**Set task:** Filter the listing below down to every line that contains the string "yoga", and copy each such line in full. Treat the match as case-sensitive.

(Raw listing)

[BEGIN]

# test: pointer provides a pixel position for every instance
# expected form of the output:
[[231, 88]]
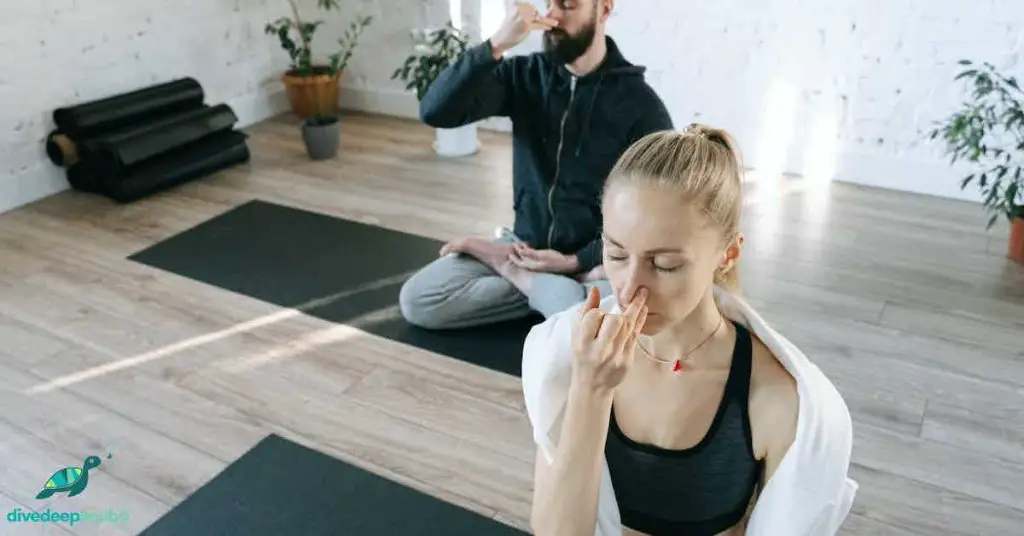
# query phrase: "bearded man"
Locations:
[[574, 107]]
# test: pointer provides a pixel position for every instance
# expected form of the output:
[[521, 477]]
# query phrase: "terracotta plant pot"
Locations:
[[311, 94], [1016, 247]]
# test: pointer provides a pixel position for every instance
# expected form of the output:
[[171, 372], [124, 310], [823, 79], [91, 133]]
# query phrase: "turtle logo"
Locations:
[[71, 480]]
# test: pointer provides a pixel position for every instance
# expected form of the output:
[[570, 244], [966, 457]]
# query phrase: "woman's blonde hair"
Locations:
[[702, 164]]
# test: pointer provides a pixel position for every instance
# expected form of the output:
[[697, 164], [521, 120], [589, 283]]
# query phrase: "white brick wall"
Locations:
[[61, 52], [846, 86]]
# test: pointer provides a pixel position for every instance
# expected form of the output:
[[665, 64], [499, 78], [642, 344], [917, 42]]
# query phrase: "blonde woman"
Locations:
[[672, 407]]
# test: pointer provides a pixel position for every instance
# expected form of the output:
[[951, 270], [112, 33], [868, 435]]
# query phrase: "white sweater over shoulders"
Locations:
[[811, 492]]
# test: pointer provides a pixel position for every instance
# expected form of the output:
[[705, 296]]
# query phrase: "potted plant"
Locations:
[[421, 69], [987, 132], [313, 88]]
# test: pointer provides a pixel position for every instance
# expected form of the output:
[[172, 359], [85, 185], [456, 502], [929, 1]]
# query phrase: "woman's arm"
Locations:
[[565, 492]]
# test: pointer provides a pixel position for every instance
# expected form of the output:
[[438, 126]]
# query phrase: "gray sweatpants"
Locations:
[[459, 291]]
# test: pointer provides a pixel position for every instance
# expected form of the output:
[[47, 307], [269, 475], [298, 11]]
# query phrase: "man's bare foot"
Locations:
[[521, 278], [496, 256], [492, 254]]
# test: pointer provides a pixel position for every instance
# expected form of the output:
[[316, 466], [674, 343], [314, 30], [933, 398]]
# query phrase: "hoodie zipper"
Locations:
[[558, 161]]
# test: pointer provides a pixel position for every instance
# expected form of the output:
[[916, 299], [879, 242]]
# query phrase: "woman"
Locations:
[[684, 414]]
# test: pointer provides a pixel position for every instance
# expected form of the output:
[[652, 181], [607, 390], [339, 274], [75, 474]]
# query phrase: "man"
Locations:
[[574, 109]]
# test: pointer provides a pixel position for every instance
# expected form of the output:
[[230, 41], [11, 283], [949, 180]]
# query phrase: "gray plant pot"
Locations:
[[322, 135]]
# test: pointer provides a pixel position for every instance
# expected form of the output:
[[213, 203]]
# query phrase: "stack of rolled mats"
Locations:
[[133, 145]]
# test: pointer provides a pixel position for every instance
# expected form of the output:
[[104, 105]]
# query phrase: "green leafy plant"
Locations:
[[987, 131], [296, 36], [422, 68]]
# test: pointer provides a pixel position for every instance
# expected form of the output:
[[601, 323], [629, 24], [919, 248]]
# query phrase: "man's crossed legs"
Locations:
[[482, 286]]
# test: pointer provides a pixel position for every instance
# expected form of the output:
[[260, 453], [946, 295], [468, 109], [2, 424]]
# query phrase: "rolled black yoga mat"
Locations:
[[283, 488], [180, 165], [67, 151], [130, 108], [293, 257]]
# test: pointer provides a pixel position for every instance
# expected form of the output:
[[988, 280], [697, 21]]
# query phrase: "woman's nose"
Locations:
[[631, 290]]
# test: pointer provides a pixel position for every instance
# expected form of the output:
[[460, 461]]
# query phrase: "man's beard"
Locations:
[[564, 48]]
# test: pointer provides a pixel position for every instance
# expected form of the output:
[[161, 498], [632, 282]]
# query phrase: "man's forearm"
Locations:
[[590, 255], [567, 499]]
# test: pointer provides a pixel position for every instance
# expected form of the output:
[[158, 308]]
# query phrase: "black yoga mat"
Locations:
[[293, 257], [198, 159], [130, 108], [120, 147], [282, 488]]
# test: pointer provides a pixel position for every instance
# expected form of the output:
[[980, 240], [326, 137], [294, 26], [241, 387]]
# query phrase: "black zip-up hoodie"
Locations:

[END]

**Response for this exercise:**
# query phrase: "rolled black yoga mat"
# query phrase: "black yoga mat"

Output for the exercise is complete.